== Фрагмент
Если бы УНР выстояла. Александр Ирванец об Украине, которой не было

Фото: из личных архивов
Фото: из личных архивов

Мастер антиутопии Александр Ирванец рассказал Фокусу о своем новом романе, где Украина победила под Крутами и не вошла в СССР, а также о том, какие впечатления у него остались от Донецка и Луганска и о своей учебе в московском Литинституте

Related video

Александр Ирванец пишет романы-предостережения об Украине, где с ней происходит что-то нереальное, невероятное, страшное. А потом, когда оно сбывается, его книги называют пророческими. Может быть, поэтому сейчас, когда Украина оказалась в одной из самых страшных антиутопий, Александр Ирванец написал нечто совершенно противоположное — роман-мечту о прошлом, где сбываются надежды тех, кто воевал за нее век назад, в 1918 году.

КТО ОН

Один из самых известных в мире украинских писателей. Родился в 1961 году во Львове, вырос в Ровно, с 1993 года живет в Ирпене под Киевом. В 1985-м вместе с Юрием Андруховичем и Виктором Небораком основал литературную группу "Бу-Ба-Бу". Книги Ирванца переведены на английский, белорусский, итальянский, немецкий, польский, русский, французский, хорватский, чешский, шведский языки

ПОЧЕМУ ОН

В киевском издательстве Laurus вышел роман Александра Ирванца "Харків-1938"

Ваш роман характеризуют как "детектив, шпионский триллер, жесткое порно" — что бы вы еще добавили?

— Во-первых, я бы не добавил, а изменил, по крайней мере определение "жесткое порно". Там действительно есть элементы эротики, но довольно короткие, ограниченные и совсем не жесткие.

Во-вторых, мой роман — это альтернативная история. Продумал сюжет и двигался по намеченному маршруту, пытаясь придать рассказываемой истории максимум правдоподобности, насколько это возможно в жанре political fiction. Элементы детектива и шпионской истории, конечно же, присутствуют, я старался заинтриговать читателя.

Долго над ним работали? Что стало исходной точкой, импульсом к его написанию?
====
* [Задание 1]:
Объясните, почему, судя по фрагменту, книги Ирванца называют пророческими.
== Исходные данные
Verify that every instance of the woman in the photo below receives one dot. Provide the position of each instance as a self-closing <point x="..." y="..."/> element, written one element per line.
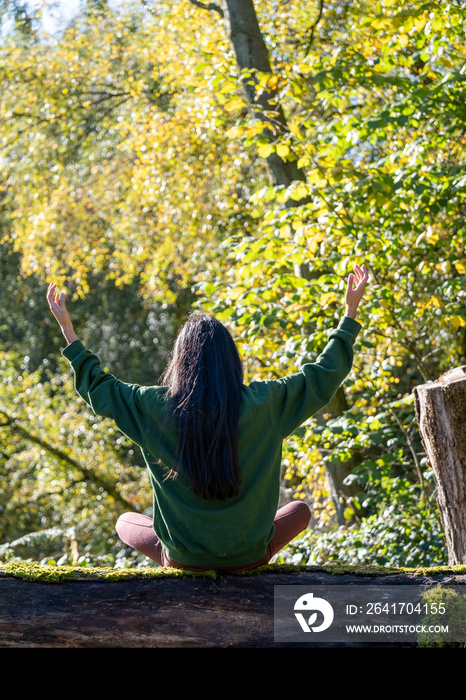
<point x="212" y="444"/>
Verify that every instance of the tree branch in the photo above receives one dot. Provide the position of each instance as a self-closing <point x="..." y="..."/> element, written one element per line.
<point x="313" y="28"/>
<point x="11" y="423"/>
<point x="212" y="6"/>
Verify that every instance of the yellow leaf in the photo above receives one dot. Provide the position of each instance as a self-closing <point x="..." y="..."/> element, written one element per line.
<point x="456" y="321"/>
<point x="265" y="150"/>
<point x="283" y="150"/>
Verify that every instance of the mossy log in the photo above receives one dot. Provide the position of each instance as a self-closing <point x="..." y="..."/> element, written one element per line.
<point x="441" y="416"/>
<point x="65" y="607"/>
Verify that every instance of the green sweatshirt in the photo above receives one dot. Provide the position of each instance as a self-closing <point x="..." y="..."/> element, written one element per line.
<point x="235" y="531"/>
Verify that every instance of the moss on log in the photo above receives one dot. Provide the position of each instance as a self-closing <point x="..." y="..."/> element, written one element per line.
<point x="164" y="608"/>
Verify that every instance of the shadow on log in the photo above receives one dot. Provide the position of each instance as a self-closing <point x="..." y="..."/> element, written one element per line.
<point x="441" y="416"/>
<point x="62" y="607"/>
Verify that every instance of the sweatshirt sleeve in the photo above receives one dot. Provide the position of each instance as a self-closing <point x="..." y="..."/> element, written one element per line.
<point x="106" y="395"/>
<point x="298" y="396"/>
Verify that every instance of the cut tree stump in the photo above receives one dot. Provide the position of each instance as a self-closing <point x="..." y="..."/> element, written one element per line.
<point x="62" y="607"/>
<point x="441" y="416"/>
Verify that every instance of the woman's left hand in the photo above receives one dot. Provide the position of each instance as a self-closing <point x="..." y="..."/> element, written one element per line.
<point x="58" y="308"/>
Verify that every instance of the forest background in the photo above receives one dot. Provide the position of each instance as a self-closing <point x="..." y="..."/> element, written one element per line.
<point x="165" y="156"/>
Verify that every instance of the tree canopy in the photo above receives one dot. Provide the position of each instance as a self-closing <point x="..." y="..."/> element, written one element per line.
<point x="153" y="161"/>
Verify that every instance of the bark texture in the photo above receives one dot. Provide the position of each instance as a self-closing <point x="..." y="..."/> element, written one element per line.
<point x="168" y="611"/>
<point x="441" y="416"/>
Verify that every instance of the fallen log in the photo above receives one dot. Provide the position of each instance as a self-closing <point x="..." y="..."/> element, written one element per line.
<point x="441" y="416"/>
<point x="62" y="607"/>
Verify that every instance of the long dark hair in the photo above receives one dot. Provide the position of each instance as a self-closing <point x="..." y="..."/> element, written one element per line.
<point x="204" y="379"/>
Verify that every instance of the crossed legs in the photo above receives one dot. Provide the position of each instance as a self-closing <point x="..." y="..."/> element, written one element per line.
====
* [Задание 2]:
Прибавьте 4 к каждой координате точек в ответах и перепишите все строки записей без пропусков, от строки с «Verify that every instance of the long» до конца записей включительно.

* [Полный ответ 1]:
В своих романах-предостережениях Ирванец пишет о том, как с Украиной происходит что-то нереальное, невероятное, страшное. Когда это потом сбывается, его книги и называют пророческими.

* [Полный ответ 2]:
Verify that every instance of the long dark hair in the photo above receives one dot. Provide the position of each instance as a self-closing <point x="..." y="..."/> element, written one element per line.
<point x="208" y="383"/>
Verify that every instance of the crossed legs in the photo above receives one dot. Provide the position of each instance as a self-closing <point x="..." y="..."/> element, written one element per line.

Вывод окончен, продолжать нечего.